**TEXTO FORNECIDO:**
=====
Aos 61 anos, Benedita conta que
só deixou a casa na favela (Chapéu Mangueira, no Rio de Janeiro) há quatro anos. Com mais de
20 anos de carreira política, afirma ter conquistado "intimidade"
com o poder. E que o poder não é
como as pessoas pensam, mas
bem mais simples, assim como o
"estrogonofe nada mais é do que
um picadinho", compara.
"Gosto de estar ministra, deputada, senadora. Gosto porque
sempre batalhei para isso, sempre
busquei isso", resume. "Sei andar
muito bem num tapete vermelho
e subir as escadas de uma favela.
Sei equilibrar muito bem um chapéu na minha cabeça da mesma
forma que uma lata d'água. Sei
perfeitamente mexer com os talheres, assim como lavá-los."
=====
**EXERCÍCIO PROPOSTO 1:**
Na listagem, renomeie "heat-map build" para "density-map build" a partir da linha que contém "of the black" e seguindo até o fim da listagem, mantendo todo o resto inalterado. Reproduza somente essas linhas.

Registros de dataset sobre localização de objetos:
=====
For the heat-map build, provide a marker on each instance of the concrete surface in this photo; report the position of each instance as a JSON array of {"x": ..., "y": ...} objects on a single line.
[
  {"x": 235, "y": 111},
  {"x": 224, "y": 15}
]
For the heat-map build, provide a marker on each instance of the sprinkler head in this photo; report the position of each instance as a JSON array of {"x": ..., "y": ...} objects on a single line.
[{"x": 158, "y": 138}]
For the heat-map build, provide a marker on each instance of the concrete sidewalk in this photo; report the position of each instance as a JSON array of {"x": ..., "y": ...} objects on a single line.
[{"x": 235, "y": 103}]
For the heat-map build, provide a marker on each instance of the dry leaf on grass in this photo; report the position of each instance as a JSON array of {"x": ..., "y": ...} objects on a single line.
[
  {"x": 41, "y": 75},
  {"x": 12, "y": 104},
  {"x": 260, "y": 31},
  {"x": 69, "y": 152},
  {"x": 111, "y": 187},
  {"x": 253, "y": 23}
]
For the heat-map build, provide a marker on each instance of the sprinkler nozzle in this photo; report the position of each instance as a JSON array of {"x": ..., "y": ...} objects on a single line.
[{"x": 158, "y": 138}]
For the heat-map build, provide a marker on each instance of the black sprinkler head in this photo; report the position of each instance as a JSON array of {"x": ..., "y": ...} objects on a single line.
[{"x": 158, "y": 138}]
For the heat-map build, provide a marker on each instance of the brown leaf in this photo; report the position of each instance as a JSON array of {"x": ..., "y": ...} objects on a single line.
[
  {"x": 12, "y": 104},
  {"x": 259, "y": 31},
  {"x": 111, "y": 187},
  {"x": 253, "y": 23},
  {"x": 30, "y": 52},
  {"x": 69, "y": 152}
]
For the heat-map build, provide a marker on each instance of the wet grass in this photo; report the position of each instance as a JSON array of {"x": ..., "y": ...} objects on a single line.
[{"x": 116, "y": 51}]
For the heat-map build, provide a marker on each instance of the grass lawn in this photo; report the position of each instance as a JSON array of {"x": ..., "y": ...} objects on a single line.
=====
**EXERCÍCIO PROPOSTO 2:**
Transcreva do texto sobre Benedita o trecho que começa em "com o poder." e segue até "de uma favela.".

**RESPOSTA 1:**
For the density-map build, provide a marker on each instance of the black sprinkler head in this photo; report the position of each instance as a JSON array of {"x": ..., "y": ...} objects on a single line.
[{"x": 158, "y": 138}]
For the density-map build, provide a marker on each instance of the brown leaf in this photo; report the position of each instance as a JSON array of {"x": ..., "y": ...} objects on a single line.
[
  {"x": 12, "y": 104},
  {"x": 259, "y": 31},
  {"x": 111, "y": 187},
  {"x": 253, "y": 23},
  {"x": 30, "y": 52},
  {"x": 69, "y": 152}
]
For the density-map build, provide a marker on each instance of the wet grass in this photo; report the position of each instance as a JSON array of {"x": ..., "y": ...} objects on a single line.
[{"x": 116, "y": 51}]
For the density-map build, provide a marker on each instance of the grass lawn in this photo; report the position of each instance as a JSON array of {"x": ..., "y": ...} objects on a single line.

**RESPOSTA 2:**
com o poder. E que o poder não é
como as pessoas pensam, mas
bem mais simples, assim como o
"estrogonofe nada mais é do que
um picadinho", compara.
"Gosto de estar ministra, deputada, senadora. Gosto porque
sempre batalhei para isso, sempre
busquei isso", resume. "Sei andar
muito bem num tapete vermelho
e subir as escadas de uma favela.